== Source excerpt ==
Retrofitting accessibility: The legal inequality of after-the-fact online access for persons with disabilities in the United States

  • Brian Wentz Frostburg State University
  • Paul T Jaeger University of Maryland
  • Jonathan Lazar Towson University
Keywords: Accessibility, disability, law, information policy

Abstract

Despite the significant advantages that access to information and communication technology has made to many of our lives, the related benefits, opportunities and even equalizing effect of this technology are often not accessible or only partially accessible to a growing portion of the global population. Current disability rights laws which are supposed to exist for the protection and well–being of individuals with disabilities are often too close to the heart of the problem, as they can actually promote a separate but unequal online environment. If current U.S. laws were revised to encourage born–accessible technology and there was consistent enforcement of such laws, the online experience of millions of individuals with disabilities could be drastically improved. This article examines the aspects of the current laws that perpetuate a separate but unequal online environment, discussing past and current examples of such inequity. It also contrasts the structure of current U.S. disability rights laws with other civil rights legislation and offers a set of policy recommendations that could have a positive impact on accessibility.

Author Biographies

Brian Wentz, Frostburg State University
Brian Wentz, D.Sc., is an Assistant Professor in the Department of Computer Science and Information Technologies at Frostburg State University. His research interests include human computer interaction, accessibility, user-centered design, social computing, policy implications of accessibility and usability, and making business practices more accessible. Dr. Wentz has a Master?s degree in Information Systems from Penn State University and a Doctorate in Information Technology from Towson University.
Paul T Jaeger, University of Maryland
Paul T. Jaeger, Ph.D., J.D., is Assistant Professor and Co-Director of the Information Policy and Access Center (http://ipac.umd.edu) in the College of Information Studies at the University of Maryland. Dr. Jaeger?s research focuses on the ways in which law and public policy shape information behavior. He is the author of more than one hundred journal articles and book chapters, along with seven books. His most recent books are Information Worlds: Social Context, Technology, and Information Behavior in the Age of the Internet (Routledge, 2010) with Gary Burnett; and Public Libraries and the Internet: Roles, Perspectives, and Implications (Libraries Unlimited, 2011) with John Carlo Bertot and Charles R. McClure; and Disability and the Internet: Confronting a Digital Divide (Lynne Reiner, 2011). His research has been funded by the Institute of Museum and Library Services, the National Science Foundation, the American Library Association, the Smithsonian Institute, and the Bill and Melinda Gates Foundation. Dr. Jaeger is the Associate Editor of Library Quarterly and Co-Editor of the Information Policy Book Series from MIT Press.
===
**Your tasks**
1 – According to the accessibility article, what degree did Brian Wentz earn from Towson University?
2 – Copy the passage of the accessibility article between "Brian Wentz, Frostburg" and "from Towson University.", inclusive.
== Supplied data ==
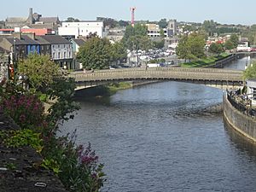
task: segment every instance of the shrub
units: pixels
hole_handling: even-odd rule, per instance
[[[21,128],[41,126],[44,122],[44,108],[35,96],[13,95],[3,98],[0,106]]]

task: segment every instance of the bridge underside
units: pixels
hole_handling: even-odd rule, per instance
[[[119,82],[127,82],[127,81],[177,81],[177,82],[184,82],[190,84],[204,84],[211,87],[216,87],[218,89],[226,89],[226,88],[236,88],[243,85],[242,81],[226,81],[226,80],[201,80],[201,79],[111,79],[111,80],[97,80],[97,81],[86,81],[86,82],[76,82],[77,88],[76,90],[87,89],[95,86],[100,85],[107,85],[113,83],[119,83]]]

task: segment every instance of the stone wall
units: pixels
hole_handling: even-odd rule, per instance
[[[231,127],[256,143],[256,119],[235,108],[226,95],[223,96],[223,105],[224,119]]]

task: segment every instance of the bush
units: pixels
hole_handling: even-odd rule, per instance
[[[44,122],[44,108],[35,96],[15,95],[3,98],[1,108],[21,128],[41,126]]]

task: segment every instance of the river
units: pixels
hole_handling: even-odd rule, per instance
[[[247,60],[227,67],[244,67]],[[223,90],[162,82],[79,100],[77,143],[103,162],[102,191],[256,191],[256,145],[228,128],[222,114],[203,113]]]

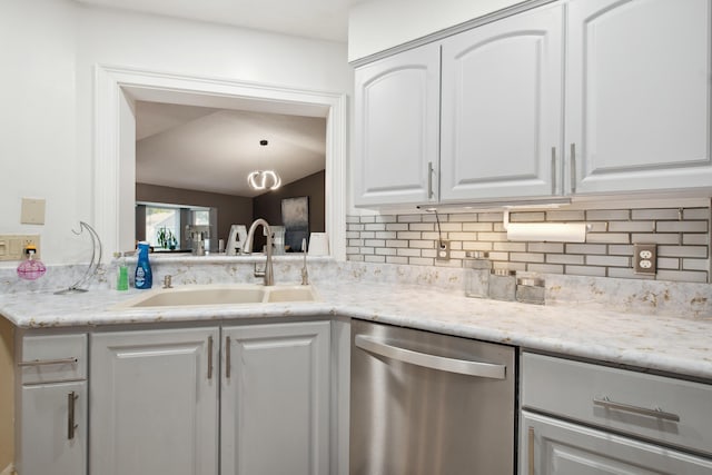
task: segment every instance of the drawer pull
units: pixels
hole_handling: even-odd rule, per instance
[[[79,424],[75,423],[75,409],[79,395],[73,390],[67,395],[67,439],[75,438],[75,433],[79,427]]]
[[[208,337],[208,379],[212,379],[212,336]]]
[[[632,406],[630,404],[616,403],[614,400],[611,400],[609,399],[607,396],[594,397],[593,404],[595,404],[596,406],[605,407],[606,409],[640,414],[643,416],[655,417],[657,419],[664,419],[664,420],[672,420],[675,423],[680,422],[680,416],[678,414],[666,413],[662,410],[660,407],[649,409],[647,407]]]
[[[534,427],[530,427],[528,431],[530,439],[527,443],[527,455],[528,455],[528,475],[534,475]]]
[[[230,378],[230,337],[225,337],[225,378]]]
[[[32,359],[31,362],[20,362],[18,366],[44,366],[44,365],[76,365],[79,358],[59,358],[59,359]]]

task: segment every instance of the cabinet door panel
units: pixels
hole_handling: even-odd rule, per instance
[[[224,330],[224,475],[328,473],[329,328],[315,321]]]
[[[576,192],[712,186],[709,0],[572,1]]]
[[[530,445],[530,444],[533,444]],[[520,474],[703,475],[712,461],[524,412]]]
[[[436,196],[428,164],[437,169],[438,105],[437,44],[356,70],[356,205],[415,204]]]
[[[442,200],[558,192],[561,32],[548,7],[443,42]]]
[[[217,474],[217,329],[92,336],[92,473]]]
[[[69,394],[77,397],[69,400]],[[18,473],[82,475],[87,473],[87,382],[26,385],[21,389]],[[69,438],[70,405],[73,436]]]

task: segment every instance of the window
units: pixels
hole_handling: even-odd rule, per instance
[[[137,202],[136,208],[136,240],[147,240],[156,250],[189,250],[186,226],[209,226],[212,231],[216,225],[210,208],[156,202]]]

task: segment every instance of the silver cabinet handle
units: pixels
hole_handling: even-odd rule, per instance
[[[576,144],[571,145],[571,192],[576,192]]]
[[[556,147],[552,147],[552,195],[556,195]]]
[[[208,337],[208,379],[212,379],[212,336]]]
[[[79,427],[79,425],[75,423],[75,408],[78,398],[79,395],[73,390],[67,395],[67,438],[69,441],[75,438],[75,432],[77,427]]]
[[[641,414],[643,416],[655,417],[656,419],[680,422],[680,416],[673,413],[666,413],[659,407],[649,409],[647,407],[632,406],[630,404],[616,403],[609,399],[607,396],[594,397],[593,404],[596,406],[605,407],[606,409],[621,410],[624,413]]]
[[[230,337],[225,337],[225,377],[230,378]]]
[[[356,335],[354,344],[368,353],[441,372],[493,379],[504,379],[506,376],[505,365],[446,358],[443,356],[413,352],[411,349],[399,348],[397,346],[377,342],[366,335]]]
[[[433,174],[435,172],[435,169],[433,168],[433,162],[428,161],[427,162],[427,197],[428,199],[433,198],[434,194],[433,194]]]
[[[44,365],[76,365],[79,358],[72,356],[58,359],[32,359],[31,362],[20,362],[18,366],[44,366]]]
[[[534,427],[530,427],[530,441],[527,444],[528,475],[534,475]]]

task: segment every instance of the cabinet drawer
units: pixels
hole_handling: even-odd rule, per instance
[[[712,454],[712,386],[525,353],[522,407]]]
[[[22,384],[87,378],[87,335],[26,336],[17,363]]]

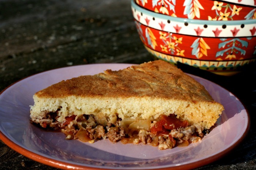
===
**Task solutions**
1 – A Doctorate in Information Technology.

2 –
Brian Wentz, Frostburg State University
Brian Wentz, D.Sc., is an Assistant Professor in the Department of Computer Science and Information Technologies at Frostburg State University. His research interests include human computer interaction, accessibility, user-centered design, social computing, policy implications of accessibility and usability, and making business practices more accessible. Dr. Wentz has a Master?s degree in Information Systems from Penn State University and a Doctorate in Information Technology from Towson University.